## Exercise goal
Gather every line in the data below that contains the string "wooden" and copy each one in full. Case counts.

## Stored rows
<<<<

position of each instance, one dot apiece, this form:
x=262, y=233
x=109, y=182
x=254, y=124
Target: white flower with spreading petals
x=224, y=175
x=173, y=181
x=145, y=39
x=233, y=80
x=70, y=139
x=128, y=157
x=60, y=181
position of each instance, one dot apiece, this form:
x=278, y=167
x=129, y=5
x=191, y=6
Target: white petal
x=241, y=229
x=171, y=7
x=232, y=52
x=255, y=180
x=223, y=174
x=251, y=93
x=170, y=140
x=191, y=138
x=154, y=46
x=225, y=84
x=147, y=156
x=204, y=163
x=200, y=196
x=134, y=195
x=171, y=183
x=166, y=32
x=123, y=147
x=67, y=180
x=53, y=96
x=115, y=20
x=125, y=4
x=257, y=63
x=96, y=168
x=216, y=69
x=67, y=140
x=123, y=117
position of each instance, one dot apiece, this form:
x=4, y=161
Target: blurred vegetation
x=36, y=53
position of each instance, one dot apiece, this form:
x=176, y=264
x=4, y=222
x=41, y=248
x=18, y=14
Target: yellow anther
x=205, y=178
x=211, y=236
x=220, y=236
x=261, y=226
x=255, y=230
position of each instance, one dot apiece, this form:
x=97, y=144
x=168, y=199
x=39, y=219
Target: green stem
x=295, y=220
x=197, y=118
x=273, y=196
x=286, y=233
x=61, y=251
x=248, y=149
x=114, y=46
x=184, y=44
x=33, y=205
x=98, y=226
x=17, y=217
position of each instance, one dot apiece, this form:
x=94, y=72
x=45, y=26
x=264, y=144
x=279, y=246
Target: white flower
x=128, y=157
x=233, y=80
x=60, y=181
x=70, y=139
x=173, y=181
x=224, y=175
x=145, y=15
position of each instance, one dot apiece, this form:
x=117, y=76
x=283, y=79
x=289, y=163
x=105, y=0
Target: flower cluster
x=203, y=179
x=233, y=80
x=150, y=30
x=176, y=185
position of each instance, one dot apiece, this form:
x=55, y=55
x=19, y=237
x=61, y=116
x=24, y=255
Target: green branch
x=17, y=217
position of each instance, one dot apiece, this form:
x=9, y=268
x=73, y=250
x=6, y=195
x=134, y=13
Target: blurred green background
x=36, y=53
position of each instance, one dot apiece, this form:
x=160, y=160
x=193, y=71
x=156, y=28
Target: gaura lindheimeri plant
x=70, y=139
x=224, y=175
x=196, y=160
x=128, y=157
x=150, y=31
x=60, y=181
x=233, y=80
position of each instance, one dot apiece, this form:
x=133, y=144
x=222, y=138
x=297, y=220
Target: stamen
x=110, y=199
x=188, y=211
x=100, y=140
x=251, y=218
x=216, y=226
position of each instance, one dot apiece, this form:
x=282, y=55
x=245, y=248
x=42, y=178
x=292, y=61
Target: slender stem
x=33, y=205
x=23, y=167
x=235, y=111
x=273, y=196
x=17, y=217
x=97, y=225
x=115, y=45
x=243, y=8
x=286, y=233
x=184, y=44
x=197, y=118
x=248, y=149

>>>>
<<<<

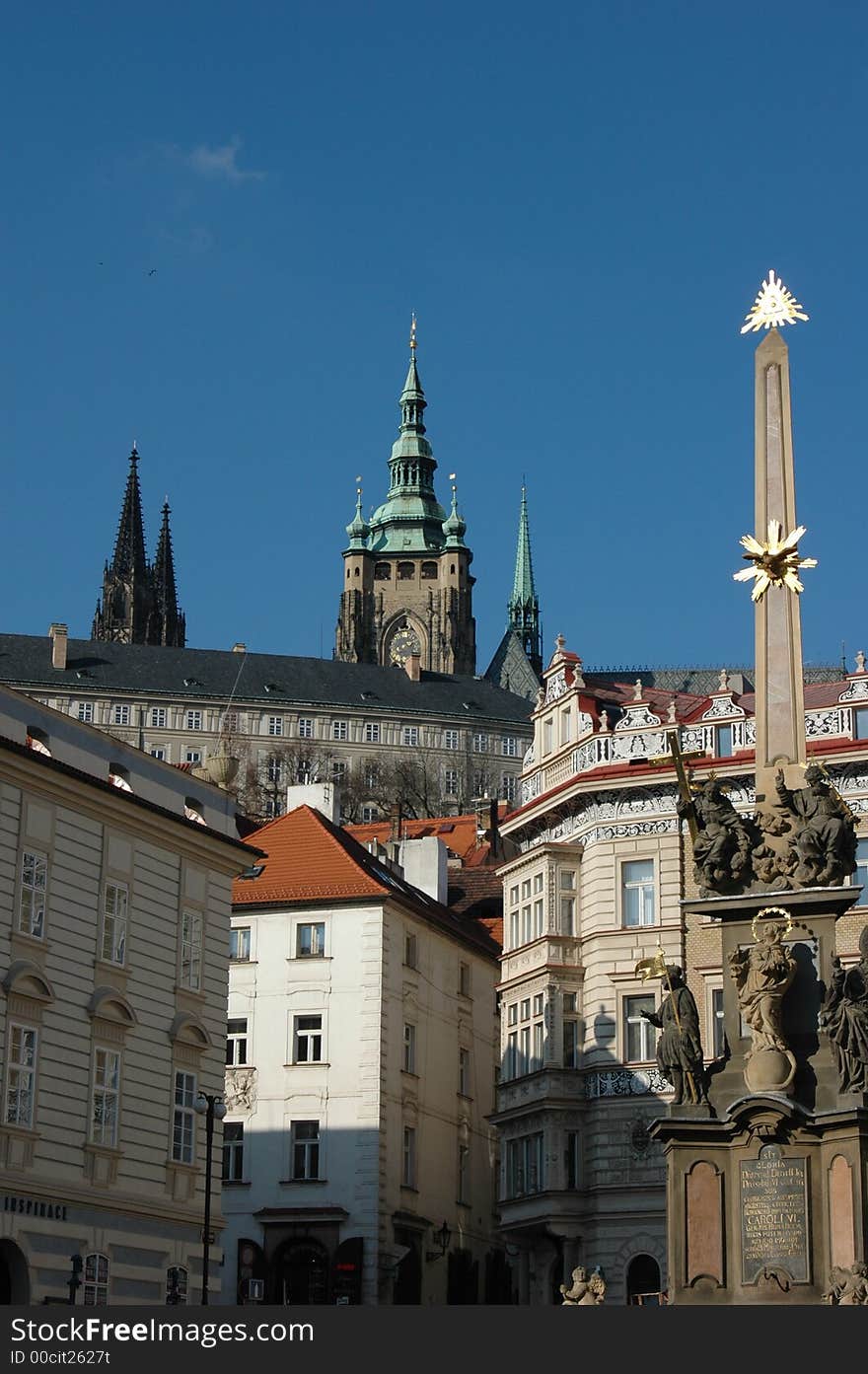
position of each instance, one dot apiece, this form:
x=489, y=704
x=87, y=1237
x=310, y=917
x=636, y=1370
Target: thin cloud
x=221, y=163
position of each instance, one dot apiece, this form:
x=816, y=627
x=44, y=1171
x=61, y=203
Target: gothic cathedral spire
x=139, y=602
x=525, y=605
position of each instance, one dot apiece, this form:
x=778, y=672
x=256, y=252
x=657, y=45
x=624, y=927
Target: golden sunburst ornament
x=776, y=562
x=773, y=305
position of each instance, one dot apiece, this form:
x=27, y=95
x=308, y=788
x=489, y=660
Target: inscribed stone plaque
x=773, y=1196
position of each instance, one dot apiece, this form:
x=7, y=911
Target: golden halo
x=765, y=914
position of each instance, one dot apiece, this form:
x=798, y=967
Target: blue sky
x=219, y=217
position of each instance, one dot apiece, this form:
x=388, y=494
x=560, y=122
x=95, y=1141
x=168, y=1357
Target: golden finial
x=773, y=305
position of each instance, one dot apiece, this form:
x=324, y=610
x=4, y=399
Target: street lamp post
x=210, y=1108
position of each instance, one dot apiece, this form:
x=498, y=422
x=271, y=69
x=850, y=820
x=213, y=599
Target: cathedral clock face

>>>>
<<<<

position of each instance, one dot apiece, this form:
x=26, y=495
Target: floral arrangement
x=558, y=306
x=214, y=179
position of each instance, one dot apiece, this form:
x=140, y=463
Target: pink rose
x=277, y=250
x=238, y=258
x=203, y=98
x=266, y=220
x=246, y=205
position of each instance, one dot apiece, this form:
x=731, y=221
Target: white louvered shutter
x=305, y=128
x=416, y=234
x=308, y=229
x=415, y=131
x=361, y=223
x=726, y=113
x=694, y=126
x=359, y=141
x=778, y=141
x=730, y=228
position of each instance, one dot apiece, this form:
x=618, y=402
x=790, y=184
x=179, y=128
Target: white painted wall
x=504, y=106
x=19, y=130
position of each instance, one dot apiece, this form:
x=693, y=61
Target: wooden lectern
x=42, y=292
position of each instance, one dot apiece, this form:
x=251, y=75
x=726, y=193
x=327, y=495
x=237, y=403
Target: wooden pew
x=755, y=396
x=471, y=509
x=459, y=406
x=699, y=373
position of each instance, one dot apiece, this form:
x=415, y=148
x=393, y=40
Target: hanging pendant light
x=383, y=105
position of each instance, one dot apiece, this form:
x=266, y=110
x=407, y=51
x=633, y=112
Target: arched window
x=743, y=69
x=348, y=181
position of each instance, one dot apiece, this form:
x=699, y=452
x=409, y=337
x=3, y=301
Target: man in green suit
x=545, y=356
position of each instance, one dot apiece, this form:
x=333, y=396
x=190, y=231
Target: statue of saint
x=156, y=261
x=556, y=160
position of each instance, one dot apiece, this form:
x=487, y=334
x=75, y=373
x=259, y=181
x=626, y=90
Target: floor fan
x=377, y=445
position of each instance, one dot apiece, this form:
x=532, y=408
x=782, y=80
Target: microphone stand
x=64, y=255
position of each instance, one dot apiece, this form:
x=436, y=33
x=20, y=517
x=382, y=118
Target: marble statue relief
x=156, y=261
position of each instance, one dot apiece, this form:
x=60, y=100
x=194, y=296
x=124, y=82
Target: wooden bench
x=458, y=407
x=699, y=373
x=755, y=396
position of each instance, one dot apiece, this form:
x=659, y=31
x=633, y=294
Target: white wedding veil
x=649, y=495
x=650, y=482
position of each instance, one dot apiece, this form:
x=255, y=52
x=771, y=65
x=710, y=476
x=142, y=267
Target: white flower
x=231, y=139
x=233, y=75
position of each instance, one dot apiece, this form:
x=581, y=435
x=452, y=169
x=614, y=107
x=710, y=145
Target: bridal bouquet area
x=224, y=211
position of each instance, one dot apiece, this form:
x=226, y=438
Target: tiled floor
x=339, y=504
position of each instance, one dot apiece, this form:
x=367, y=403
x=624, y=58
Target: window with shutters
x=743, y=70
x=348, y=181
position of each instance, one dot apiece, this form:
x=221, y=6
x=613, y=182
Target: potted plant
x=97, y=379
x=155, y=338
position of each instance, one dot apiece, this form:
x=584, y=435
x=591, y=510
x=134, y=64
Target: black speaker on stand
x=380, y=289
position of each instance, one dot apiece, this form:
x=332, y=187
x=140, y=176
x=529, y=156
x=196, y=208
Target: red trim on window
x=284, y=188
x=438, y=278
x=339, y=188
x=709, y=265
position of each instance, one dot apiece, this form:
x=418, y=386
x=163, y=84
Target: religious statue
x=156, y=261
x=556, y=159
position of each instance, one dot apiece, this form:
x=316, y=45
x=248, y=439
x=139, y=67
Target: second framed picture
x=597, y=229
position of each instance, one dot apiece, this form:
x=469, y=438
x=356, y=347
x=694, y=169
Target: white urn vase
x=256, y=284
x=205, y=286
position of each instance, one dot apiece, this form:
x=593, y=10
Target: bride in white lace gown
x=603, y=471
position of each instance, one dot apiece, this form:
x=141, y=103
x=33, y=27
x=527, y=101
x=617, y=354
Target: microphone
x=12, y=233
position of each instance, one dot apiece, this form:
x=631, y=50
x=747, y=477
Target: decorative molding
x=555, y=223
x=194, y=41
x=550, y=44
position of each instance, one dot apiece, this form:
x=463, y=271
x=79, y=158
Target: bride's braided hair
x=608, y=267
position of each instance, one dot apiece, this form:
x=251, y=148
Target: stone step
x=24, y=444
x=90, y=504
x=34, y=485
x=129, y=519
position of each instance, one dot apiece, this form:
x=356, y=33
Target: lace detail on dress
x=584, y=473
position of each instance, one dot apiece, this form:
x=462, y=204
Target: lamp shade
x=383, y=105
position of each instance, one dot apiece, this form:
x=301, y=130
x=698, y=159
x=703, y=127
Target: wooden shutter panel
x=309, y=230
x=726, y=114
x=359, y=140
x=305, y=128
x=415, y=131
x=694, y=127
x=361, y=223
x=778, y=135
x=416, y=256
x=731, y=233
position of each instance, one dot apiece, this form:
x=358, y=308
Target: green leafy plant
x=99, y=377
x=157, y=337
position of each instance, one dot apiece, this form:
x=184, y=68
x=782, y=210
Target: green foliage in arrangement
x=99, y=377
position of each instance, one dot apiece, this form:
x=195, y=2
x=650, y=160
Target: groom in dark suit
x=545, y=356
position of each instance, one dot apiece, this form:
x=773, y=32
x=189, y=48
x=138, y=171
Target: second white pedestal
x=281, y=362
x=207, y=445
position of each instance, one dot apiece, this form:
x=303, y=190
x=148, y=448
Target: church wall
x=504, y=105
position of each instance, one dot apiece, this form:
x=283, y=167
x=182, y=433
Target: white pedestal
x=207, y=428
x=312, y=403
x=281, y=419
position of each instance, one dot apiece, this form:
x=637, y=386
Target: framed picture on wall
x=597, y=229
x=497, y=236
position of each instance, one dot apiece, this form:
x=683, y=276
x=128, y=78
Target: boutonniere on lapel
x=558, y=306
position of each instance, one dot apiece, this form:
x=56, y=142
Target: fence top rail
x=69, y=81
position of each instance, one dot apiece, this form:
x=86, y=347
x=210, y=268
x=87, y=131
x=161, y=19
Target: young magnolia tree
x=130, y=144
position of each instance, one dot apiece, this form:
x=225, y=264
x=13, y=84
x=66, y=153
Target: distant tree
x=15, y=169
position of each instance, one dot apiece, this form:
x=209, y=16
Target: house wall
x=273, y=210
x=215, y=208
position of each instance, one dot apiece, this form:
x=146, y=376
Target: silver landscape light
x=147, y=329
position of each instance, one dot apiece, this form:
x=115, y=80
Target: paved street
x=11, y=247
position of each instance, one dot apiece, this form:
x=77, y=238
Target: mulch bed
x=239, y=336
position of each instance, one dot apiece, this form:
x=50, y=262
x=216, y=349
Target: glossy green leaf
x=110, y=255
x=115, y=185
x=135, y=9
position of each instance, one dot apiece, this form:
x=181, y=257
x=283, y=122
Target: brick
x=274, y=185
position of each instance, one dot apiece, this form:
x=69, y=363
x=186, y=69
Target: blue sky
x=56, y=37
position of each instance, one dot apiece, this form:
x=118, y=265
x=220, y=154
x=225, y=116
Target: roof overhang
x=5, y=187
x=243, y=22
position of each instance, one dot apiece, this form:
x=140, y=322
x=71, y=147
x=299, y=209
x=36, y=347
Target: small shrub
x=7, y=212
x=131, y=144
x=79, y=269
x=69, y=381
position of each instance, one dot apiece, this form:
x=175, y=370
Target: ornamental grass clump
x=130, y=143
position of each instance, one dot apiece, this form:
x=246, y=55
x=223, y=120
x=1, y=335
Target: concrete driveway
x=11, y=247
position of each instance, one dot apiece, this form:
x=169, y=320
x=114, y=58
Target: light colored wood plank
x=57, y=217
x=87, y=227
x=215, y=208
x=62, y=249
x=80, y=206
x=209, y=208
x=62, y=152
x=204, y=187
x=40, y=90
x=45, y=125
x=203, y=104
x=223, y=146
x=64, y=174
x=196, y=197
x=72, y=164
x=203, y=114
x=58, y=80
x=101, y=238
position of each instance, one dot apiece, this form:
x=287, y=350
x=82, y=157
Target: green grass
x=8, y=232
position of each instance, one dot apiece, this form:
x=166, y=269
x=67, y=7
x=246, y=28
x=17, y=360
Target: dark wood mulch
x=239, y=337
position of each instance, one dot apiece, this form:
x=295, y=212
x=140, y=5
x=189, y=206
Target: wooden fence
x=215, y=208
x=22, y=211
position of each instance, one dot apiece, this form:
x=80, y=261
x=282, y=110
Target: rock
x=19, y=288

>>>>

## Response
Target: wooden lectern
Target: wooden pew
Target: wooden bench
Target: wooden shutter panel
Target: wooden fence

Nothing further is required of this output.